### Extracted records
-=-=-

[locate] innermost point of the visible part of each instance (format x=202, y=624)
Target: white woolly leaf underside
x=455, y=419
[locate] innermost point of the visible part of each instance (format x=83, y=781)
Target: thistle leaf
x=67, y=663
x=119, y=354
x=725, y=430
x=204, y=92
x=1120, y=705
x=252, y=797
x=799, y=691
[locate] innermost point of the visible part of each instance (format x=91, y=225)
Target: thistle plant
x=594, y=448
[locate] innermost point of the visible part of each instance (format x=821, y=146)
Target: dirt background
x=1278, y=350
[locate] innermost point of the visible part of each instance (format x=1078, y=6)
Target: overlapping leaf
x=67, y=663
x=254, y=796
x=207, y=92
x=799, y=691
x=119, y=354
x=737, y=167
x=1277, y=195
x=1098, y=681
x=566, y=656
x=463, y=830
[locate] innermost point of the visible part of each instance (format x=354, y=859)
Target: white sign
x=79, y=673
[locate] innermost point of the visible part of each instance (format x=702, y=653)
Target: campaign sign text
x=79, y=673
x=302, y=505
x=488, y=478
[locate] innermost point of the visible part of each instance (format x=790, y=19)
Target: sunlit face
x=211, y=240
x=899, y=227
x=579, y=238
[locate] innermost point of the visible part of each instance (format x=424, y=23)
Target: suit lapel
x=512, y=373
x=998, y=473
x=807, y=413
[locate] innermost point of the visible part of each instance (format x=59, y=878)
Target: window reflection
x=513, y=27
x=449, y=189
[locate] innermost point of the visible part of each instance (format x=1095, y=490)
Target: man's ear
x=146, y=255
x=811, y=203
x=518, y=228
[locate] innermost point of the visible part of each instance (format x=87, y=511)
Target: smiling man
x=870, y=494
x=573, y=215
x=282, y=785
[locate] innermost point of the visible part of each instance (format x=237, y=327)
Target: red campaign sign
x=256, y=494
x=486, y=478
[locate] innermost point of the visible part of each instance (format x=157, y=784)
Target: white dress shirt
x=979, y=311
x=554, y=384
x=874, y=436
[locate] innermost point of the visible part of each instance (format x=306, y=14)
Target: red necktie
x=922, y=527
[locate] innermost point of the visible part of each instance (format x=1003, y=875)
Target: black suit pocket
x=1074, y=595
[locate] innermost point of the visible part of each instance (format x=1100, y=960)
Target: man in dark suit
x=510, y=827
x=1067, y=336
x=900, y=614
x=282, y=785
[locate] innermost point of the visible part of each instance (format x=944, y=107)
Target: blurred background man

-=-=-

### Set exercise
Reproduce the listing above word for word, starting at the line that contains "(format x=157, y=784)" and ending at the final line of the listing.

### Written response
[locate] innermost point of the visible part of each instance (format x=157, y=784)
Target: white dress shirt
x=979, y=311
x=554, y=384
x=874, y=436
[locate] innermost point of the visible part of each instance (format x=306, y=14)
Target: red necktie
x=922, y=527
[locate] innermost point of the visible part of each instance (format x=1003, y=875)
Target: black suit pocket
x=1074, y=595
[locate] innermost point of the visible part of each instance (format x=1100, y=960)
Target: man in dark suit
x=510, y=827
x=1067, y=336
x=900, y=614
x=282, y=785
[locate] innermost point of the visible part of each instance (format x=944, y=107)
Target: blurred background man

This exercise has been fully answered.